**SOURCE DOCUMENT**:
I’m one of the few that reads short stories. They don’t sell. There are exceptions such as Alice Munro, Jhumpa Lahari and George Saunders. Poets sell even less of their work than short-story writers, but usually make the best writers. I like Jackie Kay’s autobiographical writing and I admire her parents, who I’ve met on the page. They’re the kind of people that make the world a better place. But for all her awards and glitz and glamour I found this collection a bit boring. The first story in the collection ‘Shark! Shark!’ to me read like one of Billy Connelly’s jokes. If you’re so afraid of sharks just don’t go in the water. Nobody’s shoving you. So the second story ‘Big Milk’ about a different kind of fixation, a lover’s breast fixation…ho-hum. I never went in the water. I quite liked ‘Married Women.’ Possibly, the best story in the collection is ‘Out of Hand’.

**GIVEN DATA**:
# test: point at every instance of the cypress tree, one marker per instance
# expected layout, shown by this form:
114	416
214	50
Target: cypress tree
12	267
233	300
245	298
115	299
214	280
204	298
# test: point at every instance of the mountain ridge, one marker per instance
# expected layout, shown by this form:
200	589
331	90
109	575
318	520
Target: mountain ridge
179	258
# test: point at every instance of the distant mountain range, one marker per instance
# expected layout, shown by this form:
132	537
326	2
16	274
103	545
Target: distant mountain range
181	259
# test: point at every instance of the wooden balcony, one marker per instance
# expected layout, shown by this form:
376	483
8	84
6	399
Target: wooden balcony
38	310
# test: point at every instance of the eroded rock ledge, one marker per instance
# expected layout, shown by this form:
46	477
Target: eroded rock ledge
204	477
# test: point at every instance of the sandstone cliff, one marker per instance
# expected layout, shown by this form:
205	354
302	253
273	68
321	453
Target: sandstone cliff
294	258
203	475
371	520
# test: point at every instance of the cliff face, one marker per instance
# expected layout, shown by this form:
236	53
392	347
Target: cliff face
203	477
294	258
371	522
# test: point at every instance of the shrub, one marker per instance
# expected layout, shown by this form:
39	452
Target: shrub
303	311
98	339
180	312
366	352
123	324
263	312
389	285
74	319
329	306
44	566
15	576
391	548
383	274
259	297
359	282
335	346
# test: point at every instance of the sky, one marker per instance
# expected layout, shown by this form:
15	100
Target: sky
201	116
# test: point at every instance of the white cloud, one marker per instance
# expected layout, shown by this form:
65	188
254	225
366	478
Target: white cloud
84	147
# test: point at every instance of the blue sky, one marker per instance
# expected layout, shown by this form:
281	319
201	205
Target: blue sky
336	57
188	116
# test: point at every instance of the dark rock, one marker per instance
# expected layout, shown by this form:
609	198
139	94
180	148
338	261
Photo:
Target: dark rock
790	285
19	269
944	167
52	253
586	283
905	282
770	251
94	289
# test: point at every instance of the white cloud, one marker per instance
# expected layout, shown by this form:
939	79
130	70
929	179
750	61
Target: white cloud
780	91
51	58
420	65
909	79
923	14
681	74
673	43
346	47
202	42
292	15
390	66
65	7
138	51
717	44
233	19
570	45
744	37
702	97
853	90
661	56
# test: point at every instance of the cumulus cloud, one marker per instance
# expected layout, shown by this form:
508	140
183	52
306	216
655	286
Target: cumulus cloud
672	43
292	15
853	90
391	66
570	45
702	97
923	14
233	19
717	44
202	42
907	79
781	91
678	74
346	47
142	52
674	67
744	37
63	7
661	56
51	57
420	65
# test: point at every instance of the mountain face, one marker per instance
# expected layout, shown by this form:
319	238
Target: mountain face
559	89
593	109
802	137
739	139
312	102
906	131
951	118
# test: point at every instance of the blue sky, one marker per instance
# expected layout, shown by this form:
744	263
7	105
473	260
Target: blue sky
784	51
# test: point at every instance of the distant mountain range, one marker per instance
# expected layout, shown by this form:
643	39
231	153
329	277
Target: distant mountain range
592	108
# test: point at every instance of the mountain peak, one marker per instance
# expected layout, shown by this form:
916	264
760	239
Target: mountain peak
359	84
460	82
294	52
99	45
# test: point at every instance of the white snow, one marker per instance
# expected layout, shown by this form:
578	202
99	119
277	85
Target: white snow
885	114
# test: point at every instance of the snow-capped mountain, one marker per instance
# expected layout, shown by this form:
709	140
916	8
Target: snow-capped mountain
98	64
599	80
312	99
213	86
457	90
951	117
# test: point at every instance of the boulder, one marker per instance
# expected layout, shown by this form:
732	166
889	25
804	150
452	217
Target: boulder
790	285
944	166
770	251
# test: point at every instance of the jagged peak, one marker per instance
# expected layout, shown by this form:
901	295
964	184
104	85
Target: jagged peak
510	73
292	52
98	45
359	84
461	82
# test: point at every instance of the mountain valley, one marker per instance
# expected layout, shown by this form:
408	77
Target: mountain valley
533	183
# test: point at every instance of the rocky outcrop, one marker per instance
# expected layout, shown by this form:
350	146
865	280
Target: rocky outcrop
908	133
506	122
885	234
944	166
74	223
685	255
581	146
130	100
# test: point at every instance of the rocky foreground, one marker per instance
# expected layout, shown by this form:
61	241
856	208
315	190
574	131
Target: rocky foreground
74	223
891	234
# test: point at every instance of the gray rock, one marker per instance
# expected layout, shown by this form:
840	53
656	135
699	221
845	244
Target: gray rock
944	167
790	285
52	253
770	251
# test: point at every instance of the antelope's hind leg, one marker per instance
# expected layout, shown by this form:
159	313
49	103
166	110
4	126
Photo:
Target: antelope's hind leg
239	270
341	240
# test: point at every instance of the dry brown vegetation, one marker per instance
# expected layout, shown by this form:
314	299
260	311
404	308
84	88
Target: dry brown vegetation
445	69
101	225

**CHECK YOUR UNDERSTANDING**:
• 1. In the short-story review, duplicate everything from "I’m one of the" down to "is ‘Out of Hand’.".
• 2. According to the short-story review, which story is possibly the best in the collection?

**TASK-BY-TASK SOLUTIONS**:
• 1.
I’m one of the few that reads short stories. They don’t sell. There are exceptions such as Alice Munro, Jhumpa Lahari and George Saunders. Poets sell even less of their work than short-story writers, but usually make the best writers. I like Jackie Kay’s autobiographical writing and I admire her parents, who I’ve met on the page. They’re the kind of people that make the world a better place. But for all her awards and glitz and glamour I found this collection a bit boring. The first story in the collection ‘Shark! Shark!’ to me read like one of Billy Connelly’s jokes. If you’re so afraid of sharks just don’t go in the water. Nobody’s shoving you. So the second story ‘Big Milk’ about a different kind of fixation, a lover’s breast fixation…ho-hum. I never went in the water. I quite liked ‘Married Women.’ Possibly, the best story in the collection is ‘Out of Hand’.

• 2. 'Out of Hand'